▸ **Teks yang Diberikan**:

==================================================

Tuesday, February 20, 2007

Peluncuran Storygraph: Kionelle, Orang Indonesia di Lintas Konflik Irlandia

Kionelle McCalliston yang diperankan Christos Nikolau. [Foto: Istimewa]


Dunia buku di Indonesia mencatat peristiwa unik. Pemicunya adalah peluncuran novel berjudul Kionelle, The Avenue to Northern Ireland karya Rio Haminoto.

Novel itu menjadi unik bukan hanya karena jalinan kisahnya yang berkaitan dengan penderitaan warga Irlandia Utara. Bukan hanya karena menggambarkan perbenturan warga Irlandia Utara dengan Inggris.

Keunikan novel itu juga bukan karena penggunaan dua bahasa, Inggris dan Indonesia. Novel itu menjadi unik karena melibatkan dunia musik dan foto. Beberapa foto sengaja disertakan dalam novel itu. Para modelnya menggambarkan tokoh-tokoh yang ada dalam novel tersebut.

==================================================

Catatan anotasi koordinat:
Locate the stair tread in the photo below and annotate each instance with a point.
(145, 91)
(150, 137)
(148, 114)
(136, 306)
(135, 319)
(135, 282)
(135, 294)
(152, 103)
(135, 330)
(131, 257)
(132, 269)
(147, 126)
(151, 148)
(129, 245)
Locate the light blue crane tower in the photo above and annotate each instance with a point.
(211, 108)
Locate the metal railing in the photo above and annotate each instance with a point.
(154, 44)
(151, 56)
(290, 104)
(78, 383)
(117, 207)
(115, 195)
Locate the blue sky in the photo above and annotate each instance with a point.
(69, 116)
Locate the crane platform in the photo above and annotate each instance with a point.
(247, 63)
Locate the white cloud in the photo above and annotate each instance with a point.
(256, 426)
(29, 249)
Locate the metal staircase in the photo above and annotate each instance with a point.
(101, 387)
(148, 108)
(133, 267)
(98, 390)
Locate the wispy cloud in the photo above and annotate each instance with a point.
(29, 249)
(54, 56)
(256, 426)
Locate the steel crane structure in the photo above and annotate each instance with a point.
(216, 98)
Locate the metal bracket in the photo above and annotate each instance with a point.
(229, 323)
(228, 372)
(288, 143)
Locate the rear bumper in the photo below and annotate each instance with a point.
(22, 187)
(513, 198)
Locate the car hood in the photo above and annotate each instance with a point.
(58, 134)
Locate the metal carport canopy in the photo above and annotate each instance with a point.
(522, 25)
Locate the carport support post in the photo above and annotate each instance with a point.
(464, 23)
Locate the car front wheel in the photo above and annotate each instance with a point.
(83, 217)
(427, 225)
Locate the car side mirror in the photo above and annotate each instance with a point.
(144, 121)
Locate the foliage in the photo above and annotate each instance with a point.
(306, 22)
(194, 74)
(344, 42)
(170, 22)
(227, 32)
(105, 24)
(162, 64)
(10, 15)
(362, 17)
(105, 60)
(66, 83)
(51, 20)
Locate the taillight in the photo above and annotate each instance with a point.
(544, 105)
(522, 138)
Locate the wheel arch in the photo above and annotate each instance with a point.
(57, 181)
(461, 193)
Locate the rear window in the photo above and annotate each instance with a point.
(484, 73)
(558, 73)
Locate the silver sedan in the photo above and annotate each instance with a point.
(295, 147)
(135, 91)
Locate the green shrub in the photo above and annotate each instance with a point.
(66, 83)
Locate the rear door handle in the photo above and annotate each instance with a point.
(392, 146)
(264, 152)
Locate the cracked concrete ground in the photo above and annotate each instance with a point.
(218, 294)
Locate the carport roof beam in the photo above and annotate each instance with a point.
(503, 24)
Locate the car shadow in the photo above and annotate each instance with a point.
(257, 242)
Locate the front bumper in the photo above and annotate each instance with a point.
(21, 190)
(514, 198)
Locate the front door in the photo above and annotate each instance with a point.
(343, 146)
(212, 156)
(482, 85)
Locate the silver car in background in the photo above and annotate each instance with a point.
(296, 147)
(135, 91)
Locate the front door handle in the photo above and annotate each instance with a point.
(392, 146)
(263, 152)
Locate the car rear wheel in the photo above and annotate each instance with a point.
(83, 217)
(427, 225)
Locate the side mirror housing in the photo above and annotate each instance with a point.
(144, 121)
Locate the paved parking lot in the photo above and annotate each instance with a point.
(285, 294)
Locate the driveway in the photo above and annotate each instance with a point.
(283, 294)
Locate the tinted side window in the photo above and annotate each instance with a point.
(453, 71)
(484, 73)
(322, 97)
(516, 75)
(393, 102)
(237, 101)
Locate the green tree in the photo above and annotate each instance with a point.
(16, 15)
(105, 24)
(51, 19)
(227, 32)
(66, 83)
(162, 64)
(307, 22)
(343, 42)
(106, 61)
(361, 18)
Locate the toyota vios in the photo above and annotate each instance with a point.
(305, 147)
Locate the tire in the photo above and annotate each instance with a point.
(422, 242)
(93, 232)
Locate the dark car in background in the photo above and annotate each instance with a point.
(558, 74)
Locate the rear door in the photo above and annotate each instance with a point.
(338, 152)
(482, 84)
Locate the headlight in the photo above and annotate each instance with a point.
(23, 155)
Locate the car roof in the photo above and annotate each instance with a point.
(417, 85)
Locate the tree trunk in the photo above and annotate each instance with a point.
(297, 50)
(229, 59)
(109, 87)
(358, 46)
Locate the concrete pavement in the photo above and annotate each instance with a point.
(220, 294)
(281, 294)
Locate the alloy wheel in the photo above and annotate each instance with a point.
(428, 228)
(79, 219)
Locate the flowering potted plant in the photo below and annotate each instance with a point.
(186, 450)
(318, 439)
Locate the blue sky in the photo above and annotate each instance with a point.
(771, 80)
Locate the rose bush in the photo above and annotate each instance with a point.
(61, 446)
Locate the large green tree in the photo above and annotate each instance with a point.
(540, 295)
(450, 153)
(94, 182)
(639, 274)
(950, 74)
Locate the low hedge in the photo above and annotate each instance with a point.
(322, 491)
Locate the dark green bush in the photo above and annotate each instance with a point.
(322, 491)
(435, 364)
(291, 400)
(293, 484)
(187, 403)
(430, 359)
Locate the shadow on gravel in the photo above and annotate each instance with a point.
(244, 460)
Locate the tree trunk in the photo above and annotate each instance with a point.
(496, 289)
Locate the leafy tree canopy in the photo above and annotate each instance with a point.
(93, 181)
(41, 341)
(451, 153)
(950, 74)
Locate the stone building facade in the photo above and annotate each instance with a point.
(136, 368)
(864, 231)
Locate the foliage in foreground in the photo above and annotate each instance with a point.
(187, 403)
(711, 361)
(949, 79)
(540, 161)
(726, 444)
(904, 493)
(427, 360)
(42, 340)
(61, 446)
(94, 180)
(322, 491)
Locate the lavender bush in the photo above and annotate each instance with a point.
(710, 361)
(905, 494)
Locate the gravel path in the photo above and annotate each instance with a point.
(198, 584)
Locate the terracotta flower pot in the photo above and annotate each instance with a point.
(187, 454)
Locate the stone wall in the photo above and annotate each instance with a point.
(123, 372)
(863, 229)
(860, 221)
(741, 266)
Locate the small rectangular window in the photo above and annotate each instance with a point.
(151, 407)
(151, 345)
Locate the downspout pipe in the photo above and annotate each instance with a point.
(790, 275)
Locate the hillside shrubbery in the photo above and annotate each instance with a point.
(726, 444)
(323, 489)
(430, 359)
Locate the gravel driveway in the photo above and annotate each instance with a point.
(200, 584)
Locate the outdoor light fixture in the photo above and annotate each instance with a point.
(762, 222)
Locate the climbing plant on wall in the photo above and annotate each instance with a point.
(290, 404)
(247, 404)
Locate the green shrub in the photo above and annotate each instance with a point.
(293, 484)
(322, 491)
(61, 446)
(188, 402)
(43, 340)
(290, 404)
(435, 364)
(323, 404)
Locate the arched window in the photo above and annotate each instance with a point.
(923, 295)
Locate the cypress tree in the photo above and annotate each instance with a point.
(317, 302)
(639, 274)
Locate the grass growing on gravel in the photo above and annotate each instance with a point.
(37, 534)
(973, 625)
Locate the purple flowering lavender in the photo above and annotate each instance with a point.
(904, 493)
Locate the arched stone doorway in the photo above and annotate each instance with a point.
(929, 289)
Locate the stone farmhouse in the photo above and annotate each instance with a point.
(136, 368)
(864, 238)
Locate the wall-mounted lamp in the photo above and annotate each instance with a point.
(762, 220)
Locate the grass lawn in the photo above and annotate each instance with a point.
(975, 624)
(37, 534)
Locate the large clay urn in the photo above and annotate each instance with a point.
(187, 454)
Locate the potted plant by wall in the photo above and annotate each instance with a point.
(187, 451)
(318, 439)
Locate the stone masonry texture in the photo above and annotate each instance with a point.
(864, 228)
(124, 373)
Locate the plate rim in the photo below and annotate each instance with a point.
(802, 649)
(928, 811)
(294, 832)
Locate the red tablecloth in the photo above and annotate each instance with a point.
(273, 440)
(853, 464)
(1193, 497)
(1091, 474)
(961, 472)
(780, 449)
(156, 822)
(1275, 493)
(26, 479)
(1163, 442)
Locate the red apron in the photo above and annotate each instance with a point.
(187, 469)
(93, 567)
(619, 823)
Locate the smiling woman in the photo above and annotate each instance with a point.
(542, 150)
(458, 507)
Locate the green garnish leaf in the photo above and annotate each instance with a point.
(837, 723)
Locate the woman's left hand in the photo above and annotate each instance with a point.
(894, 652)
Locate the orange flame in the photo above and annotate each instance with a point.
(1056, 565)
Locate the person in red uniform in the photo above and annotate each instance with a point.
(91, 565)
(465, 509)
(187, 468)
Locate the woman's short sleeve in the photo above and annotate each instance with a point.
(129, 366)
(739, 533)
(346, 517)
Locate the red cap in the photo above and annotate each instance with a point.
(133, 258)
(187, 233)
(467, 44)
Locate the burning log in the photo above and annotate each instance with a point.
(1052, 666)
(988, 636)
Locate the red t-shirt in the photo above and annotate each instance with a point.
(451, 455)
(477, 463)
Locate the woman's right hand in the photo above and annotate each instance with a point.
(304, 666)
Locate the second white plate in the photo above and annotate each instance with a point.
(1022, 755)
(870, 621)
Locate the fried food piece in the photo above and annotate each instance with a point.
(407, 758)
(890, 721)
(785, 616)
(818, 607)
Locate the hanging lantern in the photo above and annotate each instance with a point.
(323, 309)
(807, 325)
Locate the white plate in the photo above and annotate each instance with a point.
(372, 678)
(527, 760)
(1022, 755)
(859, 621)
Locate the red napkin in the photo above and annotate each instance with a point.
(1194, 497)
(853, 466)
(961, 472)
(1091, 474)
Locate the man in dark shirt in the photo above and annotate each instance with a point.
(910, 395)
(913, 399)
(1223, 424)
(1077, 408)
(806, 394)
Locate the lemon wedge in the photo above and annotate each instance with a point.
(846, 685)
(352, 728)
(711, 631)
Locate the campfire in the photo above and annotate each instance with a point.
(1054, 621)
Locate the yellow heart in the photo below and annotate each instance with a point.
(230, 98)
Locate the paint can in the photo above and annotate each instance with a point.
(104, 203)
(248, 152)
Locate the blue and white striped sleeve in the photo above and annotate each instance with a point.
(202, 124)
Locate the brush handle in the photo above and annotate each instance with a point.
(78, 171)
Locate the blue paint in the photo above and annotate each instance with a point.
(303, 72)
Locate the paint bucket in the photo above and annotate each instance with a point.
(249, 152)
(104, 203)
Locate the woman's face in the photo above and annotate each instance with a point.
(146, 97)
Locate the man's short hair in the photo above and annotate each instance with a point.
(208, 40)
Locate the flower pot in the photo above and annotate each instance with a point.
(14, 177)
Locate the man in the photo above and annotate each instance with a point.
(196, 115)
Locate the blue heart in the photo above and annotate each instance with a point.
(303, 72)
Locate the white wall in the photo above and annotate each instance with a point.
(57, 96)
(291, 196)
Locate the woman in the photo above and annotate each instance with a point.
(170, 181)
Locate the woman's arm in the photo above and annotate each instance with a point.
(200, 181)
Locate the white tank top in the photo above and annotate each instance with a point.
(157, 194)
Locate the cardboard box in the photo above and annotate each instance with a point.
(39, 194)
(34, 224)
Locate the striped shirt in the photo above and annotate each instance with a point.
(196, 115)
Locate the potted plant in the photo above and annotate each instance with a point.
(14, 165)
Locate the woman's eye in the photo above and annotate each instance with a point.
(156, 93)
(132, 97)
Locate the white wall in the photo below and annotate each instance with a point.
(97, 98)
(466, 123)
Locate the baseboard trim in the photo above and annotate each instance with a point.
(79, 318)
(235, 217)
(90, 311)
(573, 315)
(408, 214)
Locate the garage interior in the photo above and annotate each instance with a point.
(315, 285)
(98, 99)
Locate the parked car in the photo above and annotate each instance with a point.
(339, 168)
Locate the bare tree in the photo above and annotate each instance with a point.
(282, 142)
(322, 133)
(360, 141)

==================================================

▸ **Yang Diharapkan**: Salin persis bagian teks tentang peluncuran novel Kionelle di antara "Novel itu menjadi unik bukan" dan "Utara dengan Inggris.", termasuk kedua bagian itu.

▸ **Penyelesaian Soal**:
Novel itu menjadi unik bukan hanya karena jalinan kisahnya yang berkaitan dengan penderitaan warga Irlandia Utara. Bukan hanya karena menggambarkan perbenturan warga Irlandia Utara dengan Inggris.